Goal 1. In the page excerpt, copy the passage starting at "I love the transformers" and ending at "Rock voicing StarScream.".
Goal 2.
Answer these questions from the page excerpt:
(a) What software does the writer refuse to install?
(b) Whom does the writer not want voicing Megatron?
(c) Which cartoon followed Robotech?

Page excerpt.
====================

It is simple for me. If a website does not work the way I want it to, I don't visit it. End of story. The person putting up the website must do so in a way I approve of, if he expects me to visit it. And in my case, I think I share criteria with millions of other people.
And oh, I surf with javascrip disabled too. It is one of the reasons I no longer use email services which require javascript to be enabled. I'd rather open up a source code window and read the html and find the links myself than let javascript do it.
it is macromedia flash, something i don't have on my computer, and something i refuse to instal.
damn it!
what ever happened to the low bandwith page, incase someone wanted to veiw a simple html page? at one point in time, lots of websites gave a non-frame, non-macromedia, low bandwith alternative link. it is a nice courtesy.
Wow, how did they get speilberg to sign on for a toy movie? I wonder what his motivation is since he can do whatever the hell he wants... and it's my beloved transformers...
I love the transformers too. It was one of my favorite cartoons in the 80's.
But I have to question what Speilberg can add to the transformers. Why not bring back the crew who did the original 1980's show? Give them the same tools they had back then. That is what will make money, Dads taking their kids to see a cartoon movie they loved as a child.
The only great thing that Speilberg might be able to add is a good story, which could be worth its weight in gold. I doubt he will want to do a story that sucks, and will most likely have veto power over scripts. I hope Speilberg was a fan of the original 1980s series, and not the newer one.
To be 100% honest, I don't think I want Speilberg doing this movie. He will attract top notch actors, and I don't know if I want Danny DeVitto voicing Megatron, or Chris Rock voicing StarScream.
The other problem with Speilberg is this movie could become a 20 million dollar animation project. Will Optimus Prime look like what we remember, or will creativity change him completely??
I was a huge fan of the transformers in the early 80's. It was a great block of cartoons. There was He-Man, then Transformers, and then GI Joe (which I thought was weak). Oh, and for a couple years, they had Robotech, which was awesome, followed by Voltron. Talk about good cartoons, I don't think even Thundercats could dethrone those cartoons. Nothing good today like those cartoons.
Back to the Transformers. The new series stunk. It was not true to the old one. I don't think I even saw Megatron, at least not the way I remembered him. He was fairly smart back in the 80's, not crazy like starscream. The new series has no thought in it, that is why i dislike it. It is just like one thoughtless attack after another, no strategy.
And what happened to the robot that replaced Optimus Prime, when he died, I remember this robot was stuck inside a comet or astroid, and he had to be found.
Oh, and bring back the big mega robot, that is combined by 5 smaller ones, the green one that is all the construction machines that form a big robot.
Please, please, please, get this movie right. It will be a delight for all of us who watched the original series. Put most of the money in the script, something really good. I would rather have an awesome story and so-so graphics than a bad story and million dollar graphics.
I remember when I first got cable. I loved having an extra 30 channels. MTV played music.

====================

Data extract.
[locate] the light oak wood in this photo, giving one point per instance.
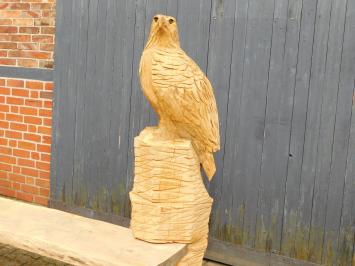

====================

Right answer 1.
I love the transformers too. It was one of my favorite cartoons in the 80's.
But I have to question what Speilberg can add to the transformers. Why not bring back the crew who did the original 1980's show? Give them the same tools they had back then. That is what will make money, Dads taking their kids to see a cartoon movie they loved as a child.
The only great thing that Speilberg might be able to add is a good story, which could be worth its weight in gold. I doubt he will want to do a story that sucks, and will most likely have veto power over scripts. I hope Speilberg was a fan of the original 1980s series, and not the newer one.
To be 100% honest, I don't think I want Speilberg doing this movie. He will attract top notch actors, and I don't know if I want Danny DeVitto voicing Megatron, or Chris Rock voicing StarScream.

Right answer 2.
(a) Macromedia Flash
(b) Danny DeVitto
(c) Voltron